TASK INSTRUCTIONS:
Write each line out exactly, leaving none out.

(Stored data entries)

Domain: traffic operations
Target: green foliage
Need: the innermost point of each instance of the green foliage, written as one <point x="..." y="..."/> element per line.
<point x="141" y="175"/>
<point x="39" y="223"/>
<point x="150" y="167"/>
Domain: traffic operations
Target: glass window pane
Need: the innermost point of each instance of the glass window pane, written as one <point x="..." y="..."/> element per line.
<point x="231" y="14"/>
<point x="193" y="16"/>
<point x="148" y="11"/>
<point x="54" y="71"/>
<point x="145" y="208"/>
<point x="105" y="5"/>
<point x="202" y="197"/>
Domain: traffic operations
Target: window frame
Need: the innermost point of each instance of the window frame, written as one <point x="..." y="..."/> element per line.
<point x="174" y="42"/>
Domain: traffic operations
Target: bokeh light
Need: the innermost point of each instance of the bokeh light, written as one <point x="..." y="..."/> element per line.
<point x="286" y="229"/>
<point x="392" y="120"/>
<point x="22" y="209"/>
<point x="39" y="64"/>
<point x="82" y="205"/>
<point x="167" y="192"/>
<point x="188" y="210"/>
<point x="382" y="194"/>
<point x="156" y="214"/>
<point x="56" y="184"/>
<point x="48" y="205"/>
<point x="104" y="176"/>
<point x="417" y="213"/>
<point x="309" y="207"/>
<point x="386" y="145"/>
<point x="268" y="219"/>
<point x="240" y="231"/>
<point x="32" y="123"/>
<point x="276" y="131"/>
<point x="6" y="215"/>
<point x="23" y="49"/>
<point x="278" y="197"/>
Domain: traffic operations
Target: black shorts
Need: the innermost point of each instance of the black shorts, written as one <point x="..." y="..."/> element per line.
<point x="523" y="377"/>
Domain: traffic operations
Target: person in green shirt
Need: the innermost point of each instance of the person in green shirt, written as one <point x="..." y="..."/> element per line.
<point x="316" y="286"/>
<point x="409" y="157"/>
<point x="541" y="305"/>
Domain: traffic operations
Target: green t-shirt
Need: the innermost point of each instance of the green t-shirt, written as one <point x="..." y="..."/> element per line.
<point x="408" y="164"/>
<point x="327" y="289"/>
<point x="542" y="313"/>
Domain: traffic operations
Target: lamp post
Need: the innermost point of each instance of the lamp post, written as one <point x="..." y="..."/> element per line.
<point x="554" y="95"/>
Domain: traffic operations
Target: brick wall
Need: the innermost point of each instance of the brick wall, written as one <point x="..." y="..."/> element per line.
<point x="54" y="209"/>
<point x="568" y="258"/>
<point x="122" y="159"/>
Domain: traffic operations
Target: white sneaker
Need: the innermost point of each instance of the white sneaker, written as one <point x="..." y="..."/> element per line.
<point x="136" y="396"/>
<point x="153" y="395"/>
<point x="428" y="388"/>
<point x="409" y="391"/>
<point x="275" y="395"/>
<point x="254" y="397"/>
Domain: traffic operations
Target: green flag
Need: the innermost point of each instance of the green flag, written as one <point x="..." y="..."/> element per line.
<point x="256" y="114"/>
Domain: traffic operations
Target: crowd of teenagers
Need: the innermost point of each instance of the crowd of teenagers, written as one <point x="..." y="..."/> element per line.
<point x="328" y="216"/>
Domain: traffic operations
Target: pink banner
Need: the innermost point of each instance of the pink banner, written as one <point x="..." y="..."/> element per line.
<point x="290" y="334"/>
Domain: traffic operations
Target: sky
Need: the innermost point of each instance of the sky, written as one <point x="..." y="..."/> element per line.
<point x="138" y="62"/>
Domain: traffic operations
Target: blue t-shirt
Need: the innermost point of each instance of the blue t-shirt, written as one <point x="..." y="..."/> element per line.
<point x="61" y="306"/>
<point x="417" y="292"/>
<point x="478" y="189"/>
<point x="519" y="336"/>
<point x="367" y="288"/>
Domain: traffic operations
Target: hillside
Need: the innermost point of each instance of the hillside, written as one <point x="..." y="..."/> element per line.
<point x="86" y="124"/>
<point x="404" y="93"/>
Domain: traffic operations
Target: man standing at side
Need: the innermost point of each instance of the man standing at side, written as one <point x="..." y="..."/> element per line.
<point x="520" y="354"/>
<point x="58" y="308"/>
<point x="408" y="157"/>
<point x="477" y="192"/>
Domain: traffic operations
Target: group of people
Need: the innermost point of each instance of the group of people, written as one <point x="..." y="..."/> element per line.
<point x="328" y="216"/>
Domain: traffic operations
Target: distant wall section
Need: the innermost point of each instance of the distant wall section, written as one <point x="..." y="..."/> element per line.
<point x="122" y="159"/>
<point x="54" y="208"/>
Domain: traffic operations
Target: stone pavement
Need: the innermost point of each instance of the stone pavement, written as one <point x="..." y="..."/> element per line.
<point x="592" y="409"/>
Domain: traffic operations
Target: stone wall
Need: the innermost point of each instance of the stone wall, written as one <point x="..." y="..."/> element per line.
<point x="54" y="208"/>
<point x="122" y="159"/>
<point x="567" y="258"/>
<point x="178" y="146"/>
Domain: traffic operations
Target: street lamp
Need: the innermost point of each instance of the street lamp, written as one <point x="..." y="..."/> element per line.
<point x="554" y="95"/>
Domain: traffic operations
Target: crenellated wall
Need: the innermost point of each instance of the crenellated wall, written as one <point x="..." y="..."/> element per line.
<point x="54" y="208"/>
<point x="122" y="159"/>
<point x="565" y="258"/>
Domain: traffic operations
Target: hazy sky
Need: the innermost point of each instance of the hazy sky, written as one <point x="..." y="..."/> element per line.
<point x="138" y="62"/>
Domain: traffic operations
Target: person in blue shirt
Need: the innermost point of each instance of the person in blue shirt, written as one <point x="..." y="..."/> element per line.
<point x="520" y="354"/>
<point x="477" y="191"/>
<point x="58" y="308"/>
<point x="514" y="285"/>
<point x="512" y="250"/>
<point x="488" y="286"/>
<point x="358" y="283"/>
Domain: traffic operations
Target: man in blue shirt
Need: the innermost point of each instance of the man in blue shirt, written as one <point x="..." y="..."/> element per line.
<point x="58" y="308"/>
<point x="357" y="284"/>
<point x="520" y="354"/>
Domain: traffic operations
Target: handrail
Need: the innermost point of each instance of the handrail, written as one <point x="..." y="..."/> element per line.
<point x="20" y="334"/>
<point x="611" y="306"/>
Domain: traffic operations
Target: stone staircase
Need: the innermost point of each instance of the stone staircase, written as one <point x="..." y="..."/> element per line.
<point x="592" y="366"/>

RESPONSE TO THIS TASK:
Domain: traffic operations
Target: green foliage
Need: the innermost point of each instance of the green foliage, written as one <point x="..." y="..."/> element per line.
<point x="141" y="175"/>
<point x="39" y="223"/>
<point x="150" y="167"/>
Domain: traffic operations
Target: glass window pane
Need: the innermost point of each instance of the glass window pane, written as one <point x="..." y="..."/> element per line.
<point x="231" y="14"/>
<point x="193" y="16"/>
<point x="148" y="11"/>
<point x="54" y="71"/>
<point x="145" y="208"/>
<point x="105" y="5"/>
<point x="202" y="197"/>
Domain: traffic operations
Target: window frame
Need: the innermost point of each instance of the window frame, written as one <point x="..." y="..."/> element per line.
<point x="174" y="42"/>
Domain: traffic operations
Target: bokeh light
Need: the innermost point of each instance of the bokeh light, written as one <point x="..." y="..."/> element per line.
<point x="286" y="229"/>
<point x="392" y="120"/>
<point x="22" y="209"/>
<point x="39" y="64"/>
<point x="82" y="205"/>
<point x="167" y="192"/>
<point x="188" y="210"/>
<point x="382" y="194"/>
<point x="156" y="214"/>
<point x="56" y="184"/>
<point x="48" y="205"/>
<point x="104" y="176"/>
<point x="417" y="213"/>
<point x="309" y="207"/>
<point x="386" y="145"/>
<point x="268" y="219"/>
<point x="240" y="231"/>
<point x="32" y="123"/>
<point x="276" y="131"/>
<point x="6" y="215"/>
<point x="23" y="49"/>
<point x="278" y="197"/>
Domain: traffic operations
Target: black shorts
Need: the innermost point of each instance of the black shorts, written as one <point x="..." y="..."/> element per line.
<point x="523" y="377"/>
Domain: traffic operations
Target: person in green shirt
Need: the innermost point of each instance of the person in green shirt, written as one <point x="..." y="..."/> element per line.
<point x="316" y="286"/>
<point x="409" y="157"/>
<point x="541" y="305"/>
Domain: traffic operations
Target: green t-shirt
Need: the innermost point of each instance of the green t-shirt, written as one <point x="..." y="..."/> element per line.
<point x="408" y="164"/>
<point x="327" y="289"/>
<point x="542" y="313"/>
Domain: traffic operations
Target: lamp post
Need: the innermost point of each instance of the lamp post, written as one <point x="..." y="..."/> element per line.
<point x="554" y="95"/>
Domain: traffic operations
Target: brick wall
Need: the innermost point of each instance of the brick wall, written as one <point x="..." y="..."/> element per line.
<point x="54" y="209"/>
<point x="568" y="258"/>
<point x="122" y="159"/>
Domain: traffic operations
Target: white sneaker
Need: the innermost point of each instance of the white sneaker, written as one <point x="..." y="..."/> element per line.
<point x="136" y="396"/>
<point x="153" y="395"/>
<point x="428" y="388"/>
<point x="409" y="391"/>
<point x="275" y="395"/>
<point x="254" y="397"/>
Domain: traffic operations
Target: green flag
Need: the innermost point of each instance of the green flag, written as one <point x="..." y="..."/> element per line.
<point x="256" y="114"/>
Domain: traffic operations
Target: crowd of teenagers
Need: the innermost point of each instance of the crowd of teenagers, written as one <point x="..." y="..."/> element per line.
<point x="328" y="216"/>
Domain: traffic operations
Target: pink banner
Need: the innermost point of each instance of the pink banner, written as one <point x="..." y="..."/> element per line.
<point x="290" y="334"/>
Domain: traffic operations
Target: sky
Need: the innermost point of each instance of the sky, written as one <point x="..." y="..."/> element per line.
<point x="138" y="62"/>
Domain: traffic operations
Target: blue t-shirt
Need: the innermost point of each instance of the blue t-shirt, written as one <point x="..." y="..."/> element per line.
<point x="61" y="306"/>
<point x="417" y="292"/>
<point x="478" y="189"/>
<point x="519" y="336"/>
<point x="367" y="288"/>
Domain: traffic operations
Target: hillside
Need: the innermost point of each instance of the hillside, written as one <point x="..." y="..."/> element per line.
<point x="86" y="124"/>
<point x="404" y="93"/>
Domain: traffic operations
Target: man standing at side
Need: the innermost point of each instance of the man standing at side, written as one <point x="..." y="..."/> element per line.
<point x="520" y="354"/>
<point x="58" y="308"/>
<point x="408" y="157"/>
<point x="477" y="192"/>
Domain: traffic operations
Target: group of people
Need: the innermost point of each instance of the group of people, written as one <point x="..." y="..."/> element per line.
<point x="328" y="216"/>
Domain: traffic operations
Target: distant wall section
Need: the innermost point of each instance of the distant wall section, written as one <point x="..." y="..."/> element per line.
<point x="122" y="159"/>
<point x="54" y="208"/>
Domain: traffic operations
Target: stone pavement
Need: the innermost point of each instance of the stone pavement, written as one <point x="..." y="..."/> element per line.
<point x="592" y="409"/>
Domain: traffic operations
Target: stone wall
Need: the innermost point of each instance of the stone wall, written as one <point x="..." y="..."/> element per line.
<point x="54" y="208"/>
<point x="122" y="159"/>
<point x="567" y="258"/>
<point x="178" y="146"/>
Domain: traffic operations
Target: street lamp
Need: the innermost point of each instance of the street lamp, written as one <point x="..." y="..."/> element per line.
<point x="554" y="95"/>
Domain: traffic operations
Target: crenellated wall
Need: the innermost point of each instance of the crenellated wall, written as one <point x="..." y="..."/> element per line.
<point x="54" y="208"/>
<point x="122" y="159"/>
<point x="565" y="258"/>
Domain: traffic operations
Target: hazy sky
Need: the innermost point of each instance of the hazy sky, written as one <point x="..." y="..."/> element per line.
<point x="138" y="62"/>
Domain: traffic operations
Target: person in blue shirt
Need: the innermost point of each instance of the person in blue shirt, written as one <point x="..." y="..."/> element per line.
<point x="520" y="354"/>
<point x="477" y="191"/>
<point x="58" y="308"/>
<point x="514" y="285"/>
<point x="512" y="250"/>
<point x="488" y="286"/>
<point x="358" y="283"/>
Domain: traffic operations
Target: man in blue shirt
Need: the innermost point of each instance of the man in blue shirt, written as one <point x="..." y="..."/> element per line.
<point x="58" y="308"/>
<point x="357" y="284"/>
<point x="520" y="354"/>
Domain: traffic operations
Target: handrail
Need: the innermost point of each instance of the handrail, written as one <point x="..." y="..."/> element per line.
<point x="20" y="334"/>
<point x="611" y="306"/>
Domain: traffic operations
Target: stone staircase
Need: the innermost point of each instance of the stone staircase, written as one <point x="..." y="..."/> element per line.
<point x="592" y="366"/>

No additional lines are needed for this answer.